▶ Records supplied

──────────

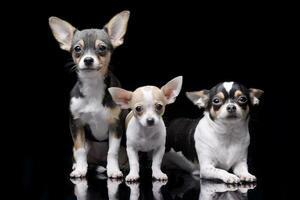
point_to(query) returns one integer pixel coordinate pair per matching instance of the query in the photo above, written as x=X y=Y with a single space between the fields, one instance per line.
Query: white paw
x=101 y=169
x=131 y=177
x=247 y=177
x=159 y=175
x=114 y=173
x=230 y=178
x=79 y=171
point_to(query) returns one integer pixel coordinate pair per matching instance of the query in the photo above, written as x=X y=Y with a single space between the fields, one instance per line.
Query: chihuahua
x=93 y=111
x=146 y=131
x=219 y=141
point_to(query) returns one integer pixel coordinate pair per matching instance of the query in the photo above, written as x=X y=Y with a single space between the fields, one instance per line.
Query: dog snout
x=231 y=108
x=88 y=61
x=150 y=121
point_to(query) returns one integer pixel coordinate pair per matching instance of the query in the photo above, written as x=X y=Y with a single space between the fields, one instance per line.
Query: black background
x=250 y=44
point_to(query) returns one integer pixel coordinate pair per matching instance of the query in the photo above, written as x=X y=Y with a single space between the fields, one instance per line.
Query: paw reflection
x=80 y=188
x=210 y=190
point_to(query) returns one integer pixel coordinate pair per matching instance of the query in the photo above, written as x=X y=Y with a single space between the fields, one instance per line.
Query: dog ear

──────────

Render each line of the rows above as a Markdown table with the columns No and Line. Omit blank lines and the pictures.

| No | Line |
|---|---|
| 1 | point_to(query) returns one integer pixel coordinate pair per matching instance of the query in the photo above, written as x=X y=Y with a single space between the fields, one instance per line. |
| 2 | Query: white paw |
| 3 | x=101 y=169 |
| 4 | x=131 y=177 |
| 5 | x=247 y=177 |
| 6 | x=159 y=175 |
| 7 | x=114 y=173 |
| 8 | x=230 y=178 |
| 9 | x=79 y=171 |
| 10 | point_to(query) returns one integer pixel coordinate pair per matching instance of the query in the photo above, written as x=X y=Y with a single space between the fields, one instance per line. |
| 11 | Query: chihuahua |
| 12 | x=93 y=111 |
| 13 | x=146 y=131 |
| 14 | x=219 y=141 |
| 15 | point_to(query) returns one integer pixel coordinate pair per matching instance of the query in the photo above, written as x=X y=Y with a single space between the fields, one instance per line. |
| 16 | Query: dog snout |
| 17 | x=231 y=108 |
| 18 | x=88 y=61 |
| 19 | x=150 y=121 |
| 20 | point_to(query) returns one integer pixel coordinate pair per matching instance of the query in the photo above, written as x=X y=Y with a single space between the fields, one instance per line. |
| 21 | Query: black background |
| 22 | x=250 y=44 |
| 23 | point_to(query) returns one integer pixel coordinate pair per matching instance of the query in the photo above, written as x=X y=Y with a single space between the fields, one instance per line. |
| 24 | Query: paw reflection |
| 25 | x=80 y=188 |
| 26 | x=210 y=190 |
| 27 | point_to(query) returns one integer pixel coordinate pair per matching instance of the query in the photo above, written as x=X y=Y with a single space between the fields, one instance per line. |
| 28 | Query: dog ear |